▶ [Instructions for the task]:
Repeat the listing in full, exactly as it stands.

▶ [Input rows]:
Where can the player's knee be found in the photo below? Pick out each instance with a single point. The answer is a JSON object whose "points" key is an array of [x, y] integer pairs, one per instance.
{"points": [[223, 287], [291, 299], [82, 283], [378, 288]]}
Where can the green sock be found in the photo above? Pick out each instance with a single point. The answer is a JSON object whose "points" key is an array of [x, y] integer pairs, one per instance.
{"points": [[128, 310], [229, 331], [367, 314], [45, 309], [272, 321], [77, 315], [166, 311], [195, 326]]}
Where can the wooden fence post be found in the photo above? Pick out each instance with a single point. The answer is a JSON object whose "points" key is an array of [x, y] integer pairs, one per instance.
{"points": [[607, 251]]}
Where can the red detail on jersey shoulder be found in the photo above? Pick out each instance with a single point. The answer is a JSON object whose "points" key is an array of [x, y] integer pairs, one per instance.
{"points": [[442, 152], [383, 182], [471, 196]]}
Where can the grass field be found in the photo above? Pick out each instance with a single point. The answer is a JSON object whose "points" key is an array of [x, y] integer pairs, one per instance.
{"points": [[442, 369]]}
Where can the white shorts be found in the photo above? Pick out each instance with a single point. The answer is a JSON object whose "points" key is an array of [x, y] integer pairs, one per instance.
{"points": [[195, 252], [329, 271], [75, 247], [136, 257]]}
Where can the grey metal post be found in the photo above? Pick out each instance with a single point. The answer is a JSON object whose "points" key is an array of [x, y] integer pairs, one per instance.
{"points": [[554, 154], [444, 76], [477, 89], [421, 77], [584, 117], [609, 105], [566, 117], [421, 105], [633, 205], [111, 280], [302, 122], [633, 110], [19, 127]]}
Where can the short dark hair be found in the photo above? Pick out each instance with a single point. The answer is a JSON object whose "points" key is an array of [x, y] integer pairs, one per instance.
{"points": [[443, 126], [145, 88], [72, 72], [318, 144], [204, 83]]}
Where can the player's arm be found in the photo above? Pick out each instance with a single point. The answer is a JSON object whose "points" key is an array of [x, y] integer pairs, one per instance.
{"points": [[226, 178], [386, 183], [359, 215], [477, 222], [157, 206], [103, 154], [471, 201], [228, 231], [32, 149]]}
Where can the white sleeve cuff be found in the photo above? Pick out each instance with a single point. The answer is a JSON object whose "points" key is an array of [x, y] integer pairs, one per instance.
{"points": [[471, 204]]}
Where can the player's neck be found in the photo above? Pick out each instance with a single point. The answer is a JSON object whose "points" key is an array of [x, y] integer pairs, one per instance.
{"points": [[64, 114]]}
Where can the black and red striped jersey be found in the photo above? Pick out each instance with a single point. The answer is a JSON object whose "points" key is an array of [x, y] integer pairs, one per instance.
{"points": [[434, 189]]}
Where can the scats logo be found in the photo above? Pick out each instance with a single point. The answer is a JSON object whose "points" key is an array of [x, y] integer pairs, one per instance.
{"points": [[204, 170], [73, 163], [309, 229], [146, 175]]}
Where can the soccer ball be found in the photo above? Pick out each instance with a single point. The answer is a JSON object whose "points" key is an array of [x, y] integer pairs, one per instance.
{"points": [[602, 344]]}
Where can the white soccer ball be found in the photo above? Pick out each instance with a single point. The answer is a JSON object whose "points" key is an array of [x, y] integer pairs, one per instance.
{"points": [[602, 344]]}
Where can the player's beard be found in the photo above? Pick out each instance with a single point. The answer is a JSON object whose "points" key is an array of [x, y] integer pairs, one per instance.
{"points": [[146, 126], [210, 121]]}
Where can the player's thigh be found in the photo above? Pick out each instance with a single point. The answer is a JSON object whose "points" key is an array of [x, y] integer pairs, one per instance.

▶ [Response]:
Where can the player's knee be found in the photo below? Pick out each instance with a single point. The answer is a JSON object whose "points" key is an array of [x, y] integer pairs, one per instance.
{"points": [[223, 287], [291, 299], [82, 283], [378, 288]]}
Where can the green sock be found in the photo above? Pick out each instance with a single point. The answer is a JSON object whose "points" key is an array of [x, y] integer pairs, one per instance.
{"points": [[128, 310], [229, 331], [367, 314], [45, 309], [272, 321], [77, 315], [166, 311], [195, 326]]}
Where can the wooden fence post be found in the photo above? Pick out each instance with a single point. The answer is a JSON object whose "points" key is an array of [x, y] integer pairs, one per instance.
{"points": [[607, 251]]}
Where can the red detail on jersey shoulder be found in the photo above? Pick out each instance with a single point. The answer is a JSON object whose "points" key is an array of [x, y] integer pairs, one per instance.
{"points": [[442, 152], [383, 182], [471, 196]]}
Where can the grass field be found in the photo above? Pick out each instance with a single point. The answer is a JSON object whose "points" key is an array of [x, y] integer pairs, one per instance.
{"points": [[442, 369]]}
Where can the white shorts be found in the photo above? Pick out each instance with a single point. The answer is a JSON object whose "points" key is an array of [x, y] integer pairs, one per instance.
{"points": [[195, 252], [329, 271], [75, 247], [136, 257]]}
Where can the grey metal post be found in the photo above? Pick out each instance with a single point. The answer is a JSON object whose "points" key is an array of [x, y] integer pairs, one per instance.
{"points": [[554, 154], [444, 76], [477, 89], [421, 77], [584, 117], [609, 105], [566, 117], [421, 105], [633, 205], [111, 280], [302, 122], [633, 110], [19, 127]]}
Where can the short dark hair be found in the photo above? Pick out each instance with a single point. The answer is a JSON object whose "points" key is an array of [x, y] integer pairs, one per instance.
{"points": [[443, 126], [145, 88], [72, 72], [318, 144], [204, 83]]}
Where can the player's arm be found in the photo above? Pick out each instance with a single point. The answer is a JSON object whose "points" key is an array of [x, y] integer pairs, one per instance.
{"points": [[226, 178], [386, 183], [359, 215], [477, 222], [157, 206], [103, 154], [471, 201], [228, 231], [32, 149]]}
Where can the white sleeve cuff be found in the photo above? Pick out each instance with a single point. The answer is a JSON object whose "points" key is an array of [x, y] integer pairs, one per instance.
{"points": [[471, 204]]}
Where can the player's neck be found in the photo above? Pick out each instance with a single point. The answer is a JSON object whose "points" key is an array of [x, y] integer pairs, one per instance.
{"points": [[64, 114]]}
Where can the black and red striped jersey be found in the photo above? Pick out each instance with a single point. The answer is a JSON object whose "points" key is an array of [x, y] integer pairs, one per instance.
{"points": [[434, 189]]}
Where can the scats logo be found in the photo above? Pick out each instance with a single point. The answer is a JSON object whose "points" key is an array of [x, y] integer pairs, one per instance.
{"points": [[204, 170], [73, 163], [309, 229], [146, 175]]}
Where can the soccer ball be found in the photo above? Pick out each instance with a single point. The answer is a JSON object whose "points" key is an array of [x, y] integer pairs, one per instance.
{"points": [[602, 344]]}
Where can the white soccer ball be found in the photo above? Pick out each instance with a single point. The answer is a JSON object whose "points" key is an array of [x, y] integer pairs, one per instance.
{"points": [[602, 344]]}
Where can the player's beard be found in the photo above? Pick out each instance with a single point. The answer is a JSON object whose "points" key is an array of [x, y] integer pairs, one per instance.
{"points": [[146, 126], [210, 121]]}
Where can the player's thigh be found in the photo above? Pick out each instance with a single point. The answer is a JSON object whose "points" key is an array of [x, y] integer pairs, one per instance.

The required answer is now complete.